Written problem — Pick out each line of the material that contains the string "white", and copy those lines.
** START OF Data extract **
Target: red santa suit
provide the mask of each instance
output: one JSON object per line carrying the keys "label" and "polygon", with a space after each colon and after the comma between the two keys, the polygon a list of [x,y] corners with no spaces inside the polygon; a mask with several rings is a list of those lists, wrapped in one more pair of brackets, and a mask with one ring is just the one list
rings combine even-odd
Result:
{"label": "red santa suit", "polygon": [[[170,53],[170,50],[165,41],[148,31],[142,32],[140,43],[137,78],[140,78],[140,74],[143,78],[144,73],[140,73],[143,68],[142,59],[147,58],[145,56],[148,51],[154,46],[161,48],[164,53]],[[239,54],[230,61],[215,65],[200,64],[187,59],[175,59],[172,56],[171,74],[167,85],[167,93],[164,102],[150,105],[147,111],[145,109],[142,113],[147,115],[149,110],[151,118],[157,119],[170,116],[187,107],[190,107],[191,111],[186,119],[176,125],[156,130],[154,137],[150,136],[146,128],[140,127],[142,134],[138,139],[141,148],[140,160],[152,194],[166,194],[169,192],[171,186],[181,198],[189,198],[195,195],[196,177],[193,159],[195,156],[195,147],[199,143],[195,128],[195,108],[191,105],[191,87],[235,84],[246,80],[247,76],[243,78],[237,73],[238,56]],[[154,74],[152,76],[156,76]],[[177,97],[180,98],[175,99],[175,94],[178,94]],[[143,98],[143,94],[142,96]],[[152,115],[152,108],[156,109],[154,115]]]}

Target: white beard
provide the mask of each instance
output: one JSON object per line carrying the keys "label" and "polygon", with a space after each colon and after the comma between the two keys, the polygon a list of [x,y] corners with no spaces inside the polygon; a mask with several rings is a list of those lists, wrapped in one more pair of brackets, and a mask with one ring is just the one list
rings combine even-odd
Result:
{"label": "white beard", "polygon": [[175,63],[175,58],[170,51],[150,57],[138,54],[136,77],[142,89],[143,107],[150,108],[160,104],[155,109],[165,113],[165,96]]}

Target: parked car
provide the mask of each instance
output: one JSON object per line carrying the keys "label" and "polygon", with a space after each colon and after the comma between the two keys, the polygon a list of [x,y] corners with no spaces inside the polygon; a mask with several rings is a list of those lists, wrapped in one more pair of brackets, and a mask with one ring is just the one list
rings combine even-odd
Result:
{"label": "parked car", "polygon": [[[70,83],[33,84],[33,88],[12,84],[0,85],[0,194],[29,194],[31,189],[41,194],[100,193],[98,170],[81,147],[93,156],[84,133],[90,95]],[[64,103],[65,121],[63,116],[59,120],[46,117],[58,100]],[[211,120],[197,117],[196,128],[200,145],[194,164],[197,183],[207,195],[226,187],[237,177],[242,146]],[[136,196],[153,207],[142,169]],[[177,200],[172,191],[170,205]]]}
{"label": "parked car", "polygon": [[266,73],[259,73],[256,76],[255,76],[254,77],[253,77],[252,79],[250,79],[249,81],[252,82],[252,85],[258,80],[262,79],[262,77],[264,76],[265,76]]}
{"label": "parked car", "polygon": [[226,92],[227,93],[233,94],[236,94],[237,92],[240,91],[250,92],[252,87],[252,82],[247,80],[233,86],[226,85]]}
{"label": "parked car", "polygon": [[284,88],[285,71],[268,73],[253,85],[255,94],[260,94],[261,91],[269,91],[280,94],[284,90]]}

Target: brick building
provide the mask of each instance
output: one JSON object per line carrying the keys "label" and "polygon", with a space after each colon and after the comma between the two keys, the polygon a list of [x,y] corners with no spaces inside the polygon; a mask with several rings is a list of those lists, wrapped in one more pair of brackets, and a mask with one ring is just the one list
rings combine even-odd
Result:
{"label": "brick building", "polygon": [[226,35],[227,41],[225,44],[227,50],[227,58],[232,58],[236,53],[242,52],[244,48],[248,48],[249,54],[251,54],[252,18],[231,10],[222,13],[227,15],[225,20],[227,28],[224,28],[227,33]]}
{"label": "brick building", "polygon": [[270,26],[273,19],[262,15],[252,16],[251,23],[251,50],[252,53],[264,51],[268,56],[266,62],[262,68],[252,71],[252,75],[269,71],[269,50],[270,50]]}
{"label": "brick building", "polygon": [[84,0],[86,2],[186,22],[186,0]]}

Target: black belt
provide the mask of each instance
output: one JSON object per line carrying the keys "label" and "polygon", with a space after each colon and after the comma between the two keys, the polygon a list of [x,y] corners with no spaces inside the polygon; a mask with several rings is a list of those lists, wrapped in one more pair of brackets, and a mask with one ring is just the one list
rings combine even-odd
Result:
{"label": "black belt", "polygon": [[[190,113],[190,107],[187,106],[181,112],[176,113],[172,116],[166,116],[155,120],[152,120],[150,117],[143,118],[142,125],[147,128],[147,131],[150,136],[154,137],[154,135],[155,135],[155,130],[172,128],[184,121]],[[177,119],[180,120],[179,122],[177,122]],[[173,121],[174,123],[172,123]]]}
** END OF Data extract **
** START OF Data extract **
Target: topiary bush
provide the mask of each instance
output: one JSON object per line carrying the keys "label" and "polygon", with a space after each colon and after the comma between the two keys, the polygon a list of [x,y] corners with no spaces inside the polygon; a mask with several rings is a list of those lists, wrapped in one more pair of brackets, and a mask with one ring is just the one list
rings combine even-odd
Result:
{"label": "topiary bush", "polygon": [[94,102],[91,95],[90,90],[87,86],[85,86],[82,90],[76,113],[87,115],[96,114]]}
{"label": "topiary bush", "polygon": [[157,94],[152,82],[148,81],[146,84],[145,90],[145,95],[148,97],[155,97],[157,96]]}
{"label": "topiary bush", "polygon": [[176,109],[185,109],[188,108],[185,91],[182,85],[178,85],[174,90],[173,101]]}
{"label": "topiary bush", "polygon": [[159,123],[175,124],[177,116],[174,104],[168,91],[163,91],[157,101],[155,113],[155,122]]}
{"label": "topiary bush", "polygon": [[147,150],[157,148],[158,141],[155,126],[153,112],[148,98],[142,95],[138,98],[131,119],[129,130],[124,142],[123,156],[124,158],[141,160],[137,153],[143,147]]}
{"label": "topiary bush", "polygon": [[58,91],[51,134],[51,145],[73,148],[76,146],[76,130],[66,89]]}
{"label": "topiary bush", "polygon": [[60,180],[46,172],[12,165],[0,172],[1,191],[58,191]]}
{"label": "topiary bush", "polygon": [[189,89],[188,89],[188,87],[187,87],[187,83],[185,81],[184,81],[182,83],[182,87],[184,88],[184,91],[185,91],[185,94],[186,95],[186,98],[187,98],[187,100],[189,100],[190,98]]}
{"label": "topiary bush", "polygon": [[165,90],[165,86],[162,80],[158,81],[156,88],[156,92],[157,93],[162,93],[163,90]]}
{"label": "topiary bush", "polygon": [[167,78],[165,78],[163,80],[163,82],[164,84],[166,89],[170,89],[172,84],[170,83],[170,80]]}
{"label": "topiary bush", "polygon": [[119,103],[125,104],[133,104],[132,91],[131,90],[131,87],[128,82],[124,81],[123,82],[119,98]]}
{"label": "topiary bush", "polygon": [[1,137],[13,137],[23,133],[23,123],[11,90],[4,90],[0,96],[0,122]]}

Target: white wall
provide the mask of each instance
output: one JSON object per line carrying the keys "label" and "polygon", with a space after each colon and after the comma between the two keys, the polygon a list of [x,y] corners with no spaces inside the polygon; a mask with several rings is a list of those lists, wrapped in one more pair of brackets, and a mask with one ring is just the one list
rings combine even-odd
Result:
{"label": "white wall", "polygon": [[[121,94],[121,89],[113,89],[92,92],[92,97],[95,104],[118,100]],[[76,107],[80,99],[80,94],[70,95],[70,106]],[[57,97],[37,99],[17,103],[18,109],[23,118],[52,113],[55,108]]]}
** END OF Data extract **
** START OF Data extract **
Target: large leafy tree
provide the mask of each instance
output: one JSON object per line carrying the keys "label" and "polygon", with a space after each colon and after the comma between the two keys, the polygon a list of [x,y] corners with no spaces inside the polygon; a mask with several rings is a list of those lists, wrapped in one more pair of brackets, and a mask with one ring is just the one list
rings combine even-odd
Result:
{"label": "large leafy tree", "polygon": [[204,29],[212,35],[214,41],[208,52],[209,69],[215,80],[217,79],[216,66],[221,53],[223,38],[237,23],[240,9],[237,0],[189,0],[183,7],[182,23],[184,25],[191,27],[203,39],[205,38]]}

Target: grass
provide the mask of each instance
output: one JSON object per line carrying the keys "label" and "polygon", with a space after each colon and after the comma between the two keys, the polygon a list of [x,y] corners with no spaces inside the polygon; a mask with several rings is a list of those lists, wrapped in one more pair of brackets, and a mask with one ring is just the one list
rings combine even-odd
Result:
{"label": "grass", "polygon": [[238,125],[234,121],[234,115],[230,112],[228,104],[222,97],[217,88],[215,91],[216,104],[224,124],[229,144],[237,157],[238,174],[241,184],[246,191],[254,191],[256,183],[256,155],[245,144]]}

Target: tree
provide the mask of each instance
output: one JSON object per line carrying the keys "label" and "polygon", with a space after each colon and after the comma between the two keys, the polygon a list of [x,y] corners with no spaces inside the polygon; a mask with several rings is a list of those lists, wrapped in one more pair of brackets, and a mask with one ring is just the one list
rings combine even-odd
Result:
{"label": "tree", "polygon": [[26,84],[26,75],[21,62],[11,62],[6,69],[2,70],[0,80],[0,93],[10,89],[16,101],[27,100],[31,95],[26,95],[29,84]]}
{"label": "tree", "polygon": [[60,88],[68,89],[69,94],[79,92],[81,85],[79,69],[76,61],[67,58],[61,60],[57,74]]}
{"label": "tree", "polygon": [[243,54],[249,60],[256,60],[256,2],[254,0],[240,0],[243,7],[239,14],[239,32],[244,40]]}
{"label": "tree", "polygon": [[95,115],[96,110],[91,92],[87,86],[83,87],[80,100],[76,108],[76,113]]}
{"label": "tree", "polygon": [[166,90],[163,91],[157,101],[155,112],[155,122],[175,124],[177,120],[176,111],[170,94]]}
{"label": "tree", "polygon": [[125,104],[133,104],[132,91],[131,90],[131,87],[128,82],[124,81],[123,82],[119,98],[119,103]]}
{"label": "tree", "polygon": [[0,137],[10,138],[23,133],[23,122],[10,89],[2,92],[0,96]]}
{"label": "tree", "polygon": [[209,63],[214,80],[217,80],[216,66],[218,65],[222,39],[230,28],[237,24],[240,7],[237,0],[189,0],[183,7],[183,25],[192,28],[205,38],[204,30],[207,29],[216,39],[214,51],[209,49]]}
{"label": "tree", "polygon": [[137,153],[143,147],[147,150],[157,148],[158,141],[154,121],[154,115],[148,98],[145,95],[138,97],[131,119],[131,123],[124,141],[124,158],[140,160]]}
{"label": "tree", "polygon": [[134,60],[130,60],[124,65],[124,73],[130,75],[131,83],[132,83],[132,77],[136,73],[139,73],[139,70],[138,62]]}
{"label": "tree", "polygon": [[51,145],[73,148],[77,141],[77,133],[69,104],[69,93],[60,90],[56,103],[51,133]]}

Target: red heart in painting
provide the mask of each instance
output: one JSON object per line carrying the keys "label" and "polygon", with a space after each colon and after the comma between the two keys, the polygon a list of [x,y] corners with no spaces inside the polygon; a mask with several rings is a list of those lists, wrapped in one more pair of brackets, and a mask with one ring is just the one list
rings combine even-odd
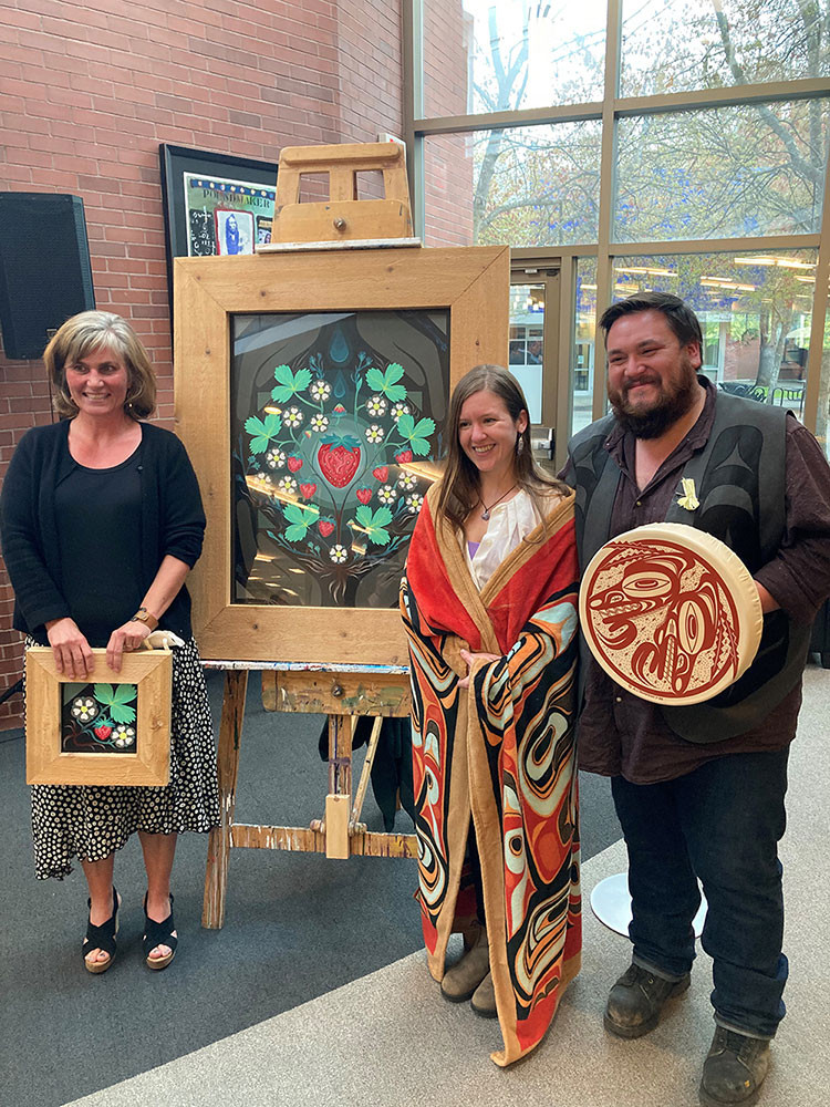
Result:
** END OF Data extract **
Full output —
Target: white beard
{"label": "white beard", "polygon": [[175,63],[175,58],[170,51],[150,57],[138,54],[136,77],[142,89],[143,107],[150,108],[160,104],[155,109],[165,113],[165,96]]}
Target: white wall
{"label": "white wall", "polygon": [[[121,94],[121,89],[113,89],[92,92],[92,97],[95,104],[118,100]],[[76,107],[80,99],[80,94],[70,95],[70,106]],[[57,97],[37,99],[17,103],[18,109],[23,118],[52,113],[55,108]]]}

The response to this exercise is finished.